Start Given passage

The researchers used three models to predict air pollutant concentrations across all of Canada, including from vehicle exhaust, and then to forecast how many Canadians will die or become ill from air pollution each year. Using those models, the scientists compared health outcomes for two hypothetical scenarios, one in which the heavy duty diesel fleet uses only petroleum diesel fuel and another in which the fleet uses a blend of 20% biodiesel. The team also wanted to compare these outcomes to ones caused by regulations on vehicle emissions. Any new truck or bus sold in Canada and the U.S. after 2007 must meet stringent new exhaust controls. So the study ran the two scenarios for 2006, when no trucks met the standards, and in 2020, when an estimated 70% of the heavy duty fleet will meet the new standards.

In the 2006 case, concentrations of air pollutants across Canada dropped by less than 1% if trucks and buses switched from petrodiesel to a 20% biodiesel blend. The same switch in 2020 cut contaminant levels by less than 0.2%. These changes are so small that ambient air monitoring probably wouldn’t be able to detect them, Rouleau says.

The changes in health outcomes were also small. In the 2006 case, the switch to biodiesel would save seven lives across Canada. In 2020, the switch to biodiesel generated two more deaths than petrodiesel due to reactions in the air between emitted contaminants that generated secondary pollutants.

The drops in air pollution from biodiesel use are so miniscule in part because even though trucks and buses contribute more than 50% of on-road pollution, they account for less than 2% of total air pollution, Rouleau says. In addition, by 2020 most trucks and buses will be using advanced tailpipe controls that cut exhaust pollutants by more than 95%—a far greater cut than that achieved by the cleaner biodiesel fuel.

The study is valuable because governments are mandating use of biofuels but they are not always thinking about the policies’ overall impacts, says Andre Boehman, a mechanical engineer at the University of Michigan, Ann Arbor. Governments are mainly concerned about displacing petroleum and promoting domestic production of renewables, he says. Because the modeling did not uncover significant negative impacts, Boehman says the study may reassure policymakers that biofuels are a viable alternative to petrodiesel.

End Given passage

● Problem set:
- 1) Decide whether each statement agrees with the passage on biodiesel and air pollution, answering yes or no and quoting the deciding words: (a) In the 2006 case, switching to biodiesel would save seven lives across Canada. (b) Trucks and buses account for more than half of total air pollution. (c) In 2020, the switch to biodiesel cut contaminant levels by less than 0.2%.
- 2) List every line of the records that contains the string "cabinet".
The records that come next bear no relation to the passage on biodiesel and air pollution in Canada.

Start Records provided

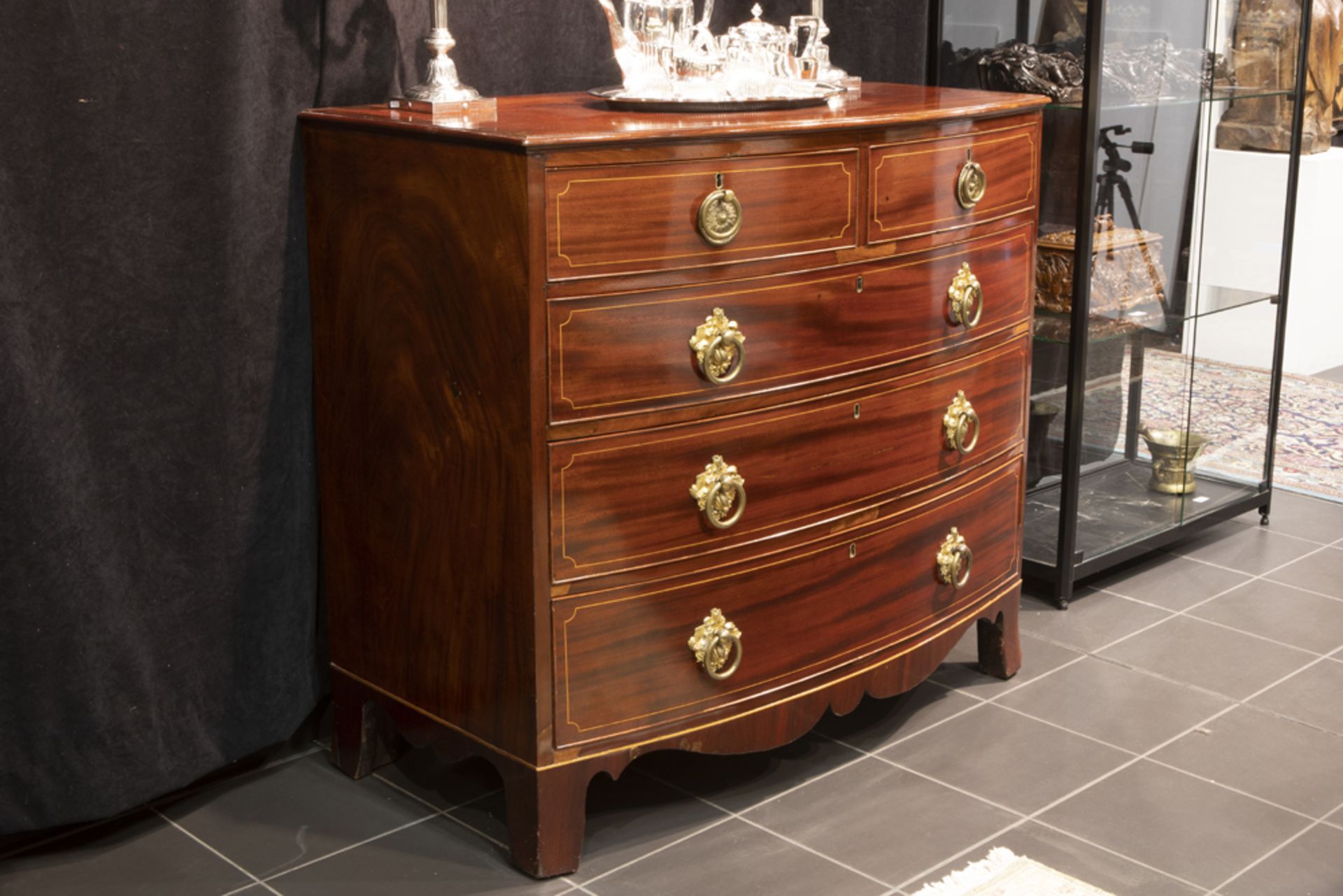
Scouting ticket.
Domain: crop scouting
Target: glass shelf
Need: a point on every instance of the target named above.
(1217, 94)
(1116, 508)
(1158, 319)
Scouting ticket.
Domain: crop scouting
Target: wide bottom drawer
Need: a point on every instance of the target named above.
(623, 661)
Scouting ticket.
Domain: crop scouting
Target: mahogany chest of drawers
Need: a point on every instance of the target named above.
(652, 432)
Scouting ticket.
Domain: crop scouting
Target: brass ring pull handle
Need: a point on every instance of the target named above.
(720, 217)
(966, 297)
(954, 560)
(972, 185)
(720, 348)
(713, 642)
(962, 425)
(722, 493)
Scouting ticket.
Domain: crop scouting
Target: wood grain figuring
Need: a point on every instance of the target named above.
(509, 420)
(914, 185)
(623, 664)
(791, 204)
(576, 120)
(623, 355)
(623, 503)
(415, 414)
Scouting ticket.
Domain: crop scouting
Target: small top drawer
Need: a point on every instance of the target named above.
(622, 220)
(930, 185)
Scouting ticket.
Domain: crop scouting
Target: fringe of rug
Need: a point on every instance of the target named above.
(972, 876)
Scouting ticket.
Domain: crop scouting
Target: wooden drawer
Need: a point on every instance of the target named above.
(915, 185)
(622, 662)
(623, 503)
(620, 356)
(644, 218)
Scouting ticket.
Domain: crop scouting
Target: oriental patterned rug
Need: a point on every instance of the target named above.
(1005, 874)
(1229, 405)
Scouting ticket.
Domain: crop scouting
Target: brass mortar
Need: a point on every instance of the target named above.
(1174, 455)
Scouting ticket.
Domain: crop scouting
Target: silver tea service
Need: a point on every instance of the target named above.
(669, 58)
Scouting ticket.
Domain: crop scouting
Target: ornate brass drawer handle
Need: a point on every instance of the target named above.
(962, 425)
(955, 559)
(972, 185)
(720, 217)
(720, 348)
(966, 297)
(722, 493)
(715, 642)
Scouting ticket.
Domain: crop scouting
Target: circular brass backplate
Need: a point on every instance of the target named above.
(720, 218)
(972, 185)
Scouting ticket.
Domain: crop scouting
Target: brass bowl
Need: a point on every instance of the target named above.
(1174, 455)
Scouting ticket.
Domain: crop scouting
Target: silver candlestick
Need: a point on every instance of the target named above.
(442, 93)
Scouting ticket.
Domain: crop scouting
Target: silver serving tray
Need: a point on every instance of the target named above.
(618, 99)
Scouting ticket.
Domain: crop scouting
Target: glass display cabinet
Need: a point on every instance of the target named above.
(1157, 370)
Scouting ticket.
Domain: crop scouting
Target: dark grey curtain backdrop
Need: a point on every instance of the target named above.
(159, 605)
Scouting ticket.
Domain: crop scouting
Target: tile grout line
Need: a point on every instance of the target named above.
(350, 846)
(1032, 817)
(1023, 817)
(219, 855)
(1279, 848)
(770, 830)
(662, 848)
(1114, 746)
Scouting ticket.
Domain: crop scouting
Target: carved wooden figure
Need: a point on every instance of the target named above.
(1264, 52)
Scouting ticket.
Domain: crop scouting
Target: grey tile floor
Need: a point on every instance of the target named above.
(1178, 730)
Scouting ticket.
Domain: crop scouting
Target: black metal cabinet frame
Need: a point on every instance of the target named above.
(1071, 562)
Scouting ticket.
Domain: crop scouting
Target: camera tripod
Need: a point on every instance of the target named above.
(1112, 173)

End Records provided

● Written responses:
- 1)
(a) Yes: "In the 2006 case, the switch to biodiesel would save seven lives across Canada."
(b) No: "they account for less than 2% of total air pollution"
(c) Yes: "The same switch in 2020 cut contaminant levels by less than 0.2%."

- 2)
Target: glass display cabinet
Target: black metal cabinet frame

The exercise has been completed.